» THINGS TO DO
[1] Summarize the object descriptions below in two sentences.
[2] From the object descriptions below, reproduce the stretch from "One half of" through "tent is undecorated." word for word.

» PASSAGE
........

One half of a U.S. Military issued tent owned by G.T. Garrison. The tent is a flat, nearly square piece of cotton cloth. Along the two sides and the upper edge there are button holes, above each of these notches are white circular bone buttons sewn to the cotton, several of which are missing. One edge has neither buttons nor notches. The side on which the buttons are stitched has [Co. I / 55th] stamped in black pigment in the lower-right quadrant. At the top in small, faded letters [H.S. McCOMB / WILMINGTON] is stamped in red pigment. The opposite side of the tent is undecorated.
An etched mameluke sword and scabbard presented to Capt. George T. Garrison by the 55th Massachusetts Volunteer Infantry. The steel blade is slightly curved and has designs etched on both sides. At the midpoint of the PL side of the blade [U.S.] is inscribed in decorative letters and surrounded by floral filigree. On the PR side is a version of the coat of arms of the United States. An eagle with outstretched wings and holding an [E. PLURIBUS UNUM] banner in its beak flies behind a stars and stripes shield and is surrounded by rays of light. At the base of the blade where it meets the hilt there are two marks. On the PR side is a small circle with raised text reading [PROVED] and a fleur-de lis with a radiating pattern around it. On the PL side is the makers mark, reading [F. HORSTER / SOLINGEN] below a floral design. The words [IRON PROOF] are stamped in the bottom of the blade near the guard. The guard of the blade features the US coat of arms, with eagle, arrows, olive branch, shield, and [E. PLURIBUS UNUM] banner above molded letters [U S]. The guard is quite large where the blade attaches to the grip and narrows at the pommel of the sword. The grip itself is metal on the top and pommel, with shagreen, likely shark skin on the underside, lashed with a twisted metal coil. The metal scabbard is undecorated with a semi-circular shoe extension at the tip. It has two mounts with carrying rings on the half closest to the throat.

........

» INFORMATION PROVIDED
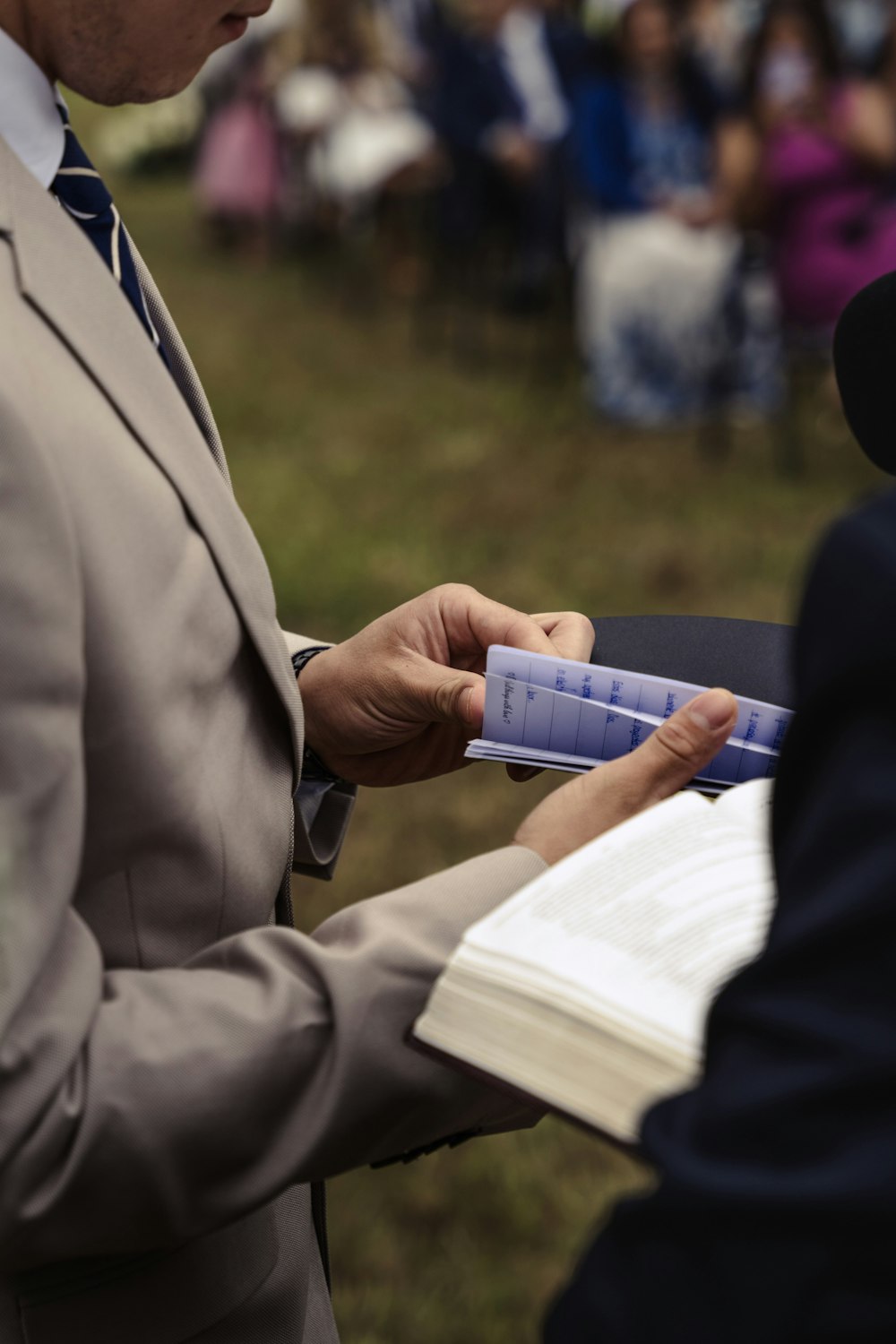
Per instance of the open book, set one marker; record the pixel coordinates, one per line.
(589, 988)
(570, 715)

........

» TASK-BY-TASK RESULTS
[1] The first object is half of a U.S. military tent owned by G.T. Garrison: a nearly square piece of cotton cloth with buttonholes and white bone buttons along three edges, stamped "Co. I / 55th" in black and "H.S. McCOMB / WILMINGTON" in red. The second is an etched mameluke sword and metal scabbard presented to Capt. George T. Garrison by the 55th Massachusetts Volunteer Infantry, whose slightly curved steel blade bears a decorative "U.S.," a version of the U.S. coat of arms, and the maker's mark of F. Horster of Solingen.

[2]
One half of a U.S. Military issued tent owned by G.T. Garrison. The tent is a flat, nearly square piece of cotton cloth. Along the two sides and the upper edge there are button holes, above each of these notches are white circular bone buttons sewn to the cotton, several of which are missing. One edge has neither buttons nor notches. The side on which the buttons are stitched has [Co. I / 55th] stamped in black pigment in the lower-right quadrant. At the top in small, faded letters [H.S. McCOMB / WILMINGTON] is stamped in red pigment. The opposite side of the tent is undecorated.